**Source data**
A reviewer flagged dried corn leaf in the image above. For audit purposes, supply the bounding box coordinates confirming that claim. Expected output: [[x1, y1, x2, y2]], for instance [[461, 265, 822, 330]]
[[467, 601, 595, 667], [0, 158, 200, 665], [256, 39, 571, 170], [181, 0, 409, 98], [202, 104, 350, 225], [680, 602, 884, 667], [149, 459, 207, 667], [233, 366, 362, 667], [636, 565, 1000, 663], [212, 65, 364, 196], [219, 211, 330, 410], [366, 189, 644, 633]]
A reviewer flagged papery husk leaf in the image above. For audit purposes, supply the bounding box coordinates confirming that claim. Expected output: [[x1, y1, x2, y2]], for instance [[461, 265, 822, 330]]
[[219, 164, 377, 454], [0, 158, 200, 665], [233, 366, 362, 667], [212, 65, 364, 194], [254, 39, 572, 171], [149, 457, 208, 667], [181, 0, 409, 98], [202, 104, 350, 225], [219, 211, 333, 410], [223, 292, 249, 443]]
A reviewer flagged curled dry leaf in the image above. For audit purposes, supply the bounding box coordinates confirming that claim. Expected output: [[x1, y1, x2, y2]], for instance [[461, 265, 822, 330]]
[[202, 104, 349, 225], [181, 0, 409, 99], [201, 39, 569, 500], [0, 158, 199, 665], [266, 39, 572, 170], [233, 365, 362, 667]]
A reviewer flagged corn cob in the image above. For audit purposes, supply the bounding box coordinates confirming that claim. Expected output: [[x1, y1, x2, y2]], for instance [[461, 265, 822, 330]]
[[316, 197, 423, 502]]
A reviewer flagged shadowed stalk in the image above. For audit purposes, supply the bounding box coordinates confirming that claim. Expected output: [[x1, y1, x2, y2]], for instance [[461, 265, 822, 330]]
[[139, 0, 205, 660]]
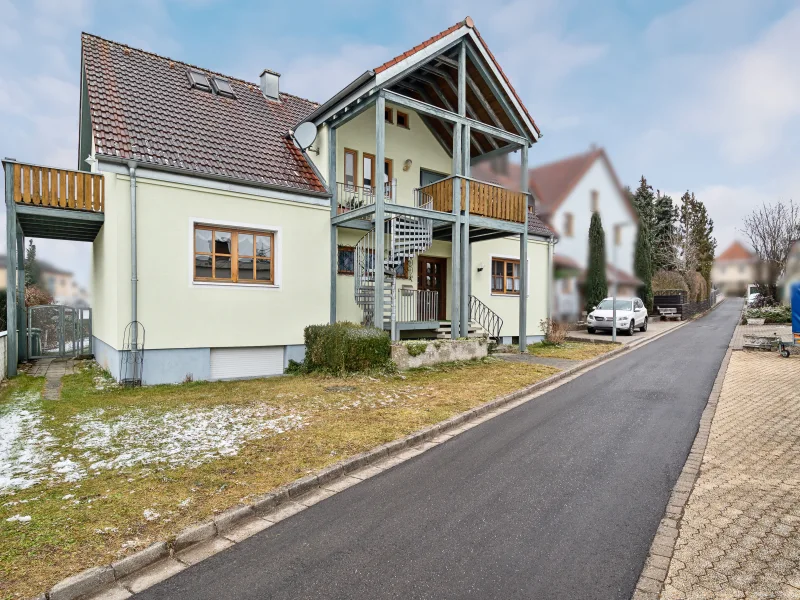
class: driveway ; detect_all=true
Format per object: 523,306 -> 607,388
137,301 -> 741,600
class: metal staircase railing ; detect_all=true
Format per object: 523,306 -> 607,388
353,189 -> 437,336
469,296 -> 503,338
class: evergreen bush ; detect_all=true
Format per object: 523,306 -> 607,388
304,322 -> 391,375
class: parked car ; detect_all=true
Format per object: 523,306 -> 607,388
587,298 -> 647,335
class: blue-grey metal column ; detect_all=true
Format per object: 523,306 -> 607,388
373,91 -> 386,329
16,223 -> 28,361
519,143 -> 528,352
5,163 -> 19,377
459,125 -> 472,337
328,124 -> 339,323
450,132 -> 462,340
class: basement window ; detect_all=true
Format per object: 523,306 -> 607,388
211,77 -> 236,98
189,71 -> 211,92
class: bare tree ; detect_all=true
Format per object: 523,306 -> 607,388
742,200 -> 800,298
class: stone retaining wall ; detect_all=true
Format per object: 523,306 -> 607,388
392,338 -> 489,371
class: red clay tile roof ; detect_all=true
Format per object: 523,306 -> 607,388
373,17 -> 542,135
530,150 -> 601,214
81,34 -> 325,193
553,254 -> 583,271
717,241 -> 754,260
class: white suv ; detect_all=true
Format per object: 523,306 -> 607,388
587,298 -> 647,335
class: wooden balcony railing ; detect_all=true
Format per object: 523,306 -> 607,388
420,177 -> 528,223
13,163 -> 105,213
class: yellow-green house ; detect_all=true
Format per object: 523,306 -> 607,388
6,18 -> 553,383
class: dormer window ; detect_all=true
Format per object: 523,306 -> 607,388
189,70 -> 211,92
211,77 -> 236,98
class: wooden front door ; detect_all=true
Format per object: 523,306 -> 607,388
417,256 -> 447,320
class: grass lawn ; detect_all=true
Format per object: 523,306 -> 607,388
0,358 -> 556,600
528,342 -> 619,360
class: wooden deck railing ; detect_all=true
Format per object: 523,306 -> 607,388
420,177 -> 528,223
14,163 -> 105,213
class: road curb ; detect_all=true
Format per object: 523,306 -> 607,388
39,302 -> 722,600
631,298 -> 735,600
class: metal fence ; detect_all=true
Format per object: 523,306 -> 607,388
27,304 -> 93,358
397,288 -> 439,323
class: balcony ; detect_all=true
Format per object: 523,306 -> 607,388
3,161 -> 105,242
336,176 -> 528,224
419,176 -> 528,223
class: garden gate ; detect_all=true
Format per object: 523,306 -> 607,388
27,304 -> 92,358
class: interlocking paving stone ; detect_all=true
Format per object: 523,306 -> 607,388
659,352 -> 800,600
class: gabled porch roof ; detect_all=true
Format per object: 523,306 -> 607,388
308,17 -> 542,161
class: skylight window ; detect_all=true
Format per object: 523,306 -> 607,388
211,77 -> 236,98
189,70 -> 211,92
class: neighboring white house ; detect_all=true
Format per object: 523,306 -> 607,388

**Short exercise**
Rewrite all the entries with "A reviewer flagged" changed to "An annotator marked" wherever it appears, keeping everything else the same. Don't include the pictures in your answer.

**Task output**
An annotator marked dried corn leaf in the image above. For audit purposes, supply the bounding box coordinates confirming that claim. Expected output: [[x1, y1, x2, y2]], for instance [[461, 265, 822, 330]]
[[467, 601, 595, 667], [0, 158, 200, 665], [256, 39, 571, 170], [181, 0, 409, 98], [202, 104, 350, 225], [680, 602, 884, 667], [149, 459, 207, 667], [233, 366, 362, 667], [636, 565, 1000, 663], [212, 65, 364, 196], [219, 211, 330, 410], [366, 189, 644, 633]]
An annotator marked papery husk leaf in the image above. For audit purposes, supply the bounding box coordinates confirming that claim. Expected output: [[x1, y1, x2, y2]], for instance [[461, 265, 822, 330]]
[[219, 164, 377, 454], [0, 158, 200, 665], [233, 366, 362, 667], [212, 65, 364, 194], [254, 39, 572, 171], [149, 457, 208, 667], [181, 0, 409, 98], [202, 104, 350, 225], [219, 211, 333, 410], [223, 292, 249, 443]]
An annotator marked curled dry leaf in the image above. For audit purposes, supply the bounding box coordinates confirming that claim. Expected output: [[x1, y1, x2, y2]], for instance [[461, 265, 822, 330]]
[[202, 104, 349, 225], [181, 0, 409, 99], [201, 39, 569, 500], [0, 158, 199, 665], [266, 39, 572, 170], [233, 365, 362, 667]]
An annotator marked corn cob in the image above. For audit purposes, supply the bounding box coordinates confirming that claim. Expected output: [[x1, y1, x2, y2]], for instance [[461, 265, 822, 330]]
[[316, 197, 423, 502]]
An annotator marked shadowed stalk in the image above. For audit purposes, supply the bounding box coordinates confirming that claim. Expected output: [[x1, y1, x2, y2]], for instance [[461, 265, 822, 330]]
[[139, 0, 205, 660]]
class: driveway ; detect_all=true
Format per object: 523,306 -> 607,388
137,301 -> 741,600
class: metal staircase railing ; detect_all=true
Format per object: 523,306 -> 607,388
353,189 -> 437,336
469,296 -> 503,338
class: evergreen bush ; detect_all=true
Format per object: 523,306 -> 607,388
304,322 -> 391,375
class: parked car ; detect_all=true
Format per object: 523,306 -> 607,388
587,298 -> 647,335
class: blue-grey metal column ; detect_all=true
Format per object: 523,306 -> 607,388
373,91 -> 386,329
16,223 -> 28,361
519,143 -> 528,352
5,163 -> 19,377
459,125 -> 472,337
328,124 -> 339,323
450,132 -> 462,340
class: basement window ; detect_all=true
Format per object: 523,306 -> 607,388
211,77 -> 236,98
189,71 -> 211,92
class: bare tree ; detect_all=true
Format per object: 523,306 -> 607,388
742,200 -> 800,298
class: stone retaining wall ; detect_all=true
Format per object: 523,306 -> 607,388
392,338 -> 489,371
class: red clay tile roof ; detect_all=true
Format per object: 523,306 -> 607,388
373,17 -> 542,135
530,150 -> 601,214
81,34 -> 325,193
553,254 -> 583,271
717,241 -> 754,260
class: white suv ; detect_all=true
Format per object: 523,306 -> 607,388
587,298 -> 647,335
class: wooden balcony railing ; detect_all=true
Format per object: 523,306 -> 607,388
420,177 -> 528,223
13,163 -> 105,213
class: yellow-green house ; detect_all=true
Format per object: 523,306 -> 607,388
6,18 -> 553,383
class: dormer window ; detect_all=true
Format per object: 523,306 -> 607,388
189,70 -> 211,92
211,77 -> 236,98
class: wooden front door ; detect_all=true
Format per object: 523,306 -> 607,388
417,256 -> 447,320
class: grass lawn ; detect_all=true
Format per object: 523,306 -> 607,388
0,358 -> 556,600
528,342 -> 619,360
class: wooden deck railing ; detect_all=true
Format per object: 523,306 -> 607,388
420,177 -> 528,223
14,163 -> 105,213
class: road curb ; detect_all=true
Format per object: 523,306 -> 607,388
39,302 -> 722,600
631,298 -> 735,600
class: metal fence ; detect_all=true
Format per object: 523,306 -> 607,388
27,304 -> 93,358
397,288 -> 439,323
class: balcony ; detect_all=true
Format per object: 523,306 -> 607,388
3,161 -> 105,242
336,176 -> 528,224
419,176 -> 528,223
class: garden gate ; detect_all=true
Format per object: 523,306 -> 607,388
27,304 -> 92,358
class: interlocking paving stone ; detect_all=true
Format per object: 523,306 -> 607,388
659,352 -> 800,600
class: gabled porch roof ; detect_all=true
Format per object: 523,306 -> 607,388
308,17 -> 542,161
class: skylight window ; detect_all=true
Format per object: 523,306 -> 607,388
211,77 -> 236,98
189,70 -> 211,92
class: neighboring white house ; detect_all=true
Format per object: 523,306 -> 607,388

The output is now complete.